PROBLEM DESCRIPTION
Copy each line of the data below with the word "lanyard".
==================================================
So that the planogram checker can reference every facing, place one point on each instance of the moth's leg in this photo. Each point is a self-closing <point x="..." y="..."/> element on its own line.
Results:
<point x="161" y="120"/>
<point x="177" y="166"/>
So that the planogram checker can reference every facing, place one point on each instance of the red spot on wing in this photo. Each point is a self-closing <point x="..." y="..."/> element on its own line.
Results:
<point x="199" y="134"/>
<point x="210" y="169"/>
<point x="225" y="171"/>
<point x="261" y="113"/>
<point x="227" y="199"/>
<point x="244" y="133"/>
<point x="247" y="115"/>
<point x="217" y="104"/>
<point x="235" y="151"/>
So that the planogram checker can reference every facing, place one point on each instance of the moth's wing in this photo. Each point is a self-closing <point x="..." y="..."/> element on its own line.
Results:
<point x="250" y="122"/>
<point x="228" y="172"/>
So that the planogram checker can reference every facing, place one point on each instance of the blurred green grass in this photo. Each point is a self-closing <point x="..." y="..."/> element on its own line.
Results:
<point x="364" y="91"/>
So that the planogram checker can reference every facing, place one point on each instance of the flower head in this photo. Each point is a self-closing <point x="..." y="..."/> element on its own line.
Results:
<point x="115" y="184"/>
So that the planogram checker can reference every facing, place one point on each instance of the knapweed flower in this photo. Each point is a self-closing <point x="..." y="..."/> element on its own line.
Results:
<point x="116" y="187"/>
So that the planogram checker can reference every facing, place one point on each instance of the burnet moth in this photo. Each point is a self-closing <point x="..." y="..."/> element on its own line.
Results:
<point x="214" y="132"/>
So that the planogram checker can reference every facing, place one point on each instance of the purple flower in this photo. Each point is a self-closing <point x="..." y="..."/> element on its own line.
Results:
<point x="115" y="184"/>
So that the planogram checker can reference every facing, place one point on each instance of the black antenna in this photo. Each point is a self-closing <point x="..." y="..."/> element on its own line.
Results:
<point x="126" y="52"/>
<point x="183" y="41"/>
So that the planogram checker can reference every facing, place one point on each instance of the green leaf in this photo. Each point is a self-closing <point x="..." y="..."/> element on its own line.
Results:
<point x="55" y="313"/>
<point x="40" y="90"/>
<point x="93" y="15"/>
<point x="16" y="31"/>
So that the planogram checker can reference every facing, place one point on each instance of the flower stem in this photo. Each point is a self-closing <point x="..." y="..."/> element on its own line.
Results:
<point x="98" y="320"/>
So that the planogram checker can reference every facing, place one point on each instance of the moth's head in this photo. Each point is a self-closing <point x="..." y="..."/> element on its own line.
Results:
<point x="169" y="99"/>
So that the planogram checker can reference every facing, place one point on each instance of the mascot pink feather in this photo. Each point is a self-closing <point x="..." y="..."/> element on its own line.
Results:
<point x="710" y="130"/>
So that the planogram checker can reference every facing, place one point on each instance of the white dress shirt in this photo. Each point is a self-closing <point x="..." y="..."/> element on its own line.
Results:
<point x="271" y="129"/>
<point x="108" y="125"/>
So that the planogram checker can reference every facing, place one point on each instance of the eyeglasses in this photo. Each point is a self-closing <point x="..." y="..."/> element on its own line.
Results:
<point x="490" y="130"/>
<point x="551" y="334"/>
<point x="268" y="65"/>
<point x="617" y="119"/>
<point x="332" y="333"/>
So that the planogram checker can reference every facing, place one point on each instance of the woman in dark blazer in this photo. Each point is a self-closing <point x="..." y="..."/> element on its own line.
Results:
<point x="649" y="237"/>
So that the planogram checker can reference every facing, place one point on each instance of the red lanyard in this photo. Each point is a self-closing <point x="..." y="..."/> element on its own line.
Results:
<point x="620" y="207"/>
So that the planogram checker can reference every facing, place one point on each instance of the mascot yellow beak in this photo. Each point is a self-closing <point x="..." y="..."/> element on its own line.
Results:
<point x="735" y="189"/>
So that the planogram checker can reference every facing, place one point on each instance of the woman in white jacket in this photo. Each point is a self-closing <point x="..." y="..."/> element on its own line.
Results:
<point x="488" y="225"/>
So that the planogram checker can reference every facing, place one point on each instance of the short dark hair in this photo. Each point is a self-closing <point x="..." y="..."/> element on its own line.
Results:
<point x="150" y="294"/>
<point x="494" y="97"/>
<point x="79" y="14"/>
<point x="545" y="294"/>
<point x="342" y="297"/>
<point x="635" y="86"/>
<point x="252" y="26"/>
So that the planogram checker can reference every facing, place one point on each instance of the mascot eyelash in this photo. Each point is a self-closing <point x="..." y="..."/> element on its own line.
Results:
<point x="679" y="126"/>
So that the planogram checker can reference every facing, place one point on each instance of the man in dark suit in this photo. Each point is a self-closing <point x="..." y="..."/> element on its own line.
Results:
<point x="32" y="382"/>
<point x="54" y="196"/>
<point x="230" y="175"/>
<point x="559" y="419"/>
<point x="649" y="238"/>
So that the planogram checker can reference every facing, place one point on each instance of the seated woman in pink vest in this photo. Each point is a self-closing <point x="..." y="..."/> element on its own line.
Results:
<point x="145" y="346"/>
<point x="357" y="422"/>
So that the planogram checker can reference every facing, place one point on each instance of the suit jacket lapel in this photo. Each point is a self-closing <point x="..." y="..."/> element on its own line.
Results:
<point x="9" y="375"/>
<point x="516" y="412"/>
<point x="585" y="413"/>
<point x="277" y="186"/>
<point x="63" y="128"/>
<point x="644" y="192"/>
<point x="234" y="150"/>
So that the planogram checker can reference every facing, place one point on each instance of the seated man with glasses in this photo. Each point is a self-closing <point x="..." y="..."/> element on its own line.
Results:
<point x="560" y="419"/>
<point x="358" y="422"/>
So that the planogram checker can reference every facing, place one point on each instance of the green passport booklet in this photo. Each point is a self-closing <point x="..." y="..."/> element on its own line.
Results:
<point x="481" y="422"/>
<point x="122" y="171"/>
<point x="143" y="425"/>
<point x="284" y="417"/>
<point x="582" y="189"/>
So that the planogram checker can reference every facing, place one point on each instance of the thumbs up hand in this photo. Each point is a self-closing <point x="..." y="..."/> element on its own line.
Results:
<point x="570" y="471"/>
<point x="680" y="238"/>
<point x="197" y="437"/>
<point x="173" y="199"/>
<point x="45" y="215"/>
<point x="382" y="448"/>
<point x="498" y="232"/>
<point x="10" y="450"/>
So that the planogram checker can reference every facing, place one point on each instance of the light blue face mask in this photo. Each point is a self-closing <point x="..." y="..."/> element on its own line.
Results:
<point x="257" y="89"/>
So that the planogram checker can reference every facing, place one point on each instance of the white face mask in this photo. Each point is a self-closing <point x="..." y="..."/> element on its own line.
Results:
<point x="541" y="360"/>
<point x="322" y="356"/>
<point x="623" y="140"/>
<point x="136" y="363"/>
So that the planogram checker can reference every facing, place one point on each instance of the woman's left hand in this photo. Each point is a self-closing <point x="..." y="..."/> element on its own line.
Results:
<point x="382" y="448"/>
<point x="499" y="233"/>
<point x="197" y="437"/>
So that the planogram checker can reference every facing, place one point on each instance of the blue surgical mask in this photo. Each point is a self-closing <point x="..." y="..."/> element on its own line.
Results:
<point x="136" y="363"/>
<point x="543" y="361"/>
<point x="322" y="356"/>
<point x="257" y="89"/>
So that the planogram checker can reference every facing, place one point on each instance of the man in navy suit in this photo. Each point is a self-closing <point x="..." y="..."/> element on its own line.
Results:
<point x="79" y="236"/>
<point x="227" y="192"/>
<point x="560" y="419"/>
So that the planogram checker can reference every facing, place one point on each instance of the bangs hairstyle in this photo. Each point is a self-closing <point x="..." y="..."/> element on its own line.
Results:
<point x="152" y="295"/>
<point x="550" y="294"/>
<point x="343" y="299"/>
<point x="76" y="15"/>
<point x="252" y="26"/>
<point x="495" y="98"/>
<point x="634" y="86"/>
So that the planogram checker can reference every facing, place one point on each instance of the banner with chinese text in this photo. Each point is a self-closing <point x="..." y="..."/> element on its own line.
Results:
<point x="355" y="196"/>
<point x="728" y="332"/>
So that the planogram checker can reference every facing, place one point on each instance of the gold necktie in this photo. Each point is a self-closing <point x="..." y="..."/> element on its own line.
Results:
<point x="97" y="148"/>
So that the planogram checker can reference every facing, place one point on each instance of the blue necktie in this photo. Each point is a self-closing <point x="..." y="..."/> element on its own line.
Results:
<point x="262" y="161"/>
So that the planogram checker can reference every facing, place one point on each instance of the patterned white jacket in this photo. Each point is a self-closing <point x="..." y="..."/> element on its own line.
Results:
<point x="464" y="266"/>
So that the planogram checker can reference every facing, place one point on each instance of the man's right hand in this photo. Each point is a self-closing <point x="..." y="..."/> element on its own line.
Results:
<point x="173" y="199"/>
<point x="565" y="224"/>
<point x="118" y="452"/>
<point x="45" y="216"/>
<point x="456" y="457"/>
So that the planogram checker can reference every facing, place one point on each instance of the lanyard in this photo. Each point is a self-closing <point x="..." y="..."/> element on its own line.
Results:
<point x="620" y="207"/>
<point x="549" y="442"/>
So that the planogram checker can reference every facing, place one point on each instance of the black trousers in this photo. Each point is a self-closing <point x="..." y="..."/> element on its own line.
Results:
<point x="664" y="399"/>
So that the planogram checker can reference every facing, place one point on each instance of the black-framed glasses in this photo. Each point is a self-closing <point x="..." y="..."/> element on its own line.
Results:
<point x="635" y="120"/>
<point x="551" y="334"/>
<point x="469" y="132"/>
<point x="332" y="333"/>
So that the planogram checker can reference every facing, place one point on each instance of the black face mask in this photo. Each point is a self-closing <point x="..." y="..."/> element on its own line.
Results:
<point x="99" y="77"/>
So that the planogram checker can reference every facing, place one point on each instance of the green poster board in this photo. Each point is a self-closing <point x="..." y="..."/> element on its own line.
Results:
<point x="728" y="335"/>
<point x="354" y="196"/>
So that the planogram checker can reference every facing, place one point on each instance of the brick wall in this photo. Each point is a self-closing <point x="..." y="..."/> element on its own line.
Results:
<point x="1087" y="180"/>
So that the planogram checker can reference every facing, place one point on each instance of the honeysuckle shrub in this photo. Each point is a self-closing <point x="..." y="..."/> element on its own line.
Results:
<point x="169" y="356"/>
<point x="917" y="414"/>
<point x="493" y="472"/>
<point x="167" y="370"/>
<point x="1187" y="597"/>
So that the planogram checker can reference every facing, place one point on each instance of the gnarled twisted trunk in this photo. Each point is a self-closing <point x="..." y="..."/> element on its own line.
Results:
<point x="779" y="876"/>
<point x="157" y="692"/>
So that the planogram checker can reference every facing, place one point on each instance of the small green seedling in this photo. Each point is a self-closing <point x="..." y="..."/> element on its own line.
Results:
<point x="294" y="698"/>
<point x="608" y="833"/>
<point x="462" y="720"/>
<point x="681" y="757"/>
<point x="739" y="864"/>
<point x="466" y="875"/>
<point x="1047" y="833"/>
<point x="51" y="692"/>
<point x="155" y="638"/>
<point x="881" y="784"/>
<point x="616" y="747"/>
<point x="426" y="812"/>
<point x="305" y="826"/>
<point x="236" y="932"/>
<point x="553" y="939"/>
==================================================
EXPECTED ANSWER
So that the planogram checker can reference every facing, place one point on each instance of the red lanyard in this photo. Each point is a self-closing <point x="..." y="..."/> element on its own line.
So that the planogram checker can reference every facing, place one point on each instance of the lanyard in this photo. Each point is a self-closing <point x="..." y="..."/> element on its own line.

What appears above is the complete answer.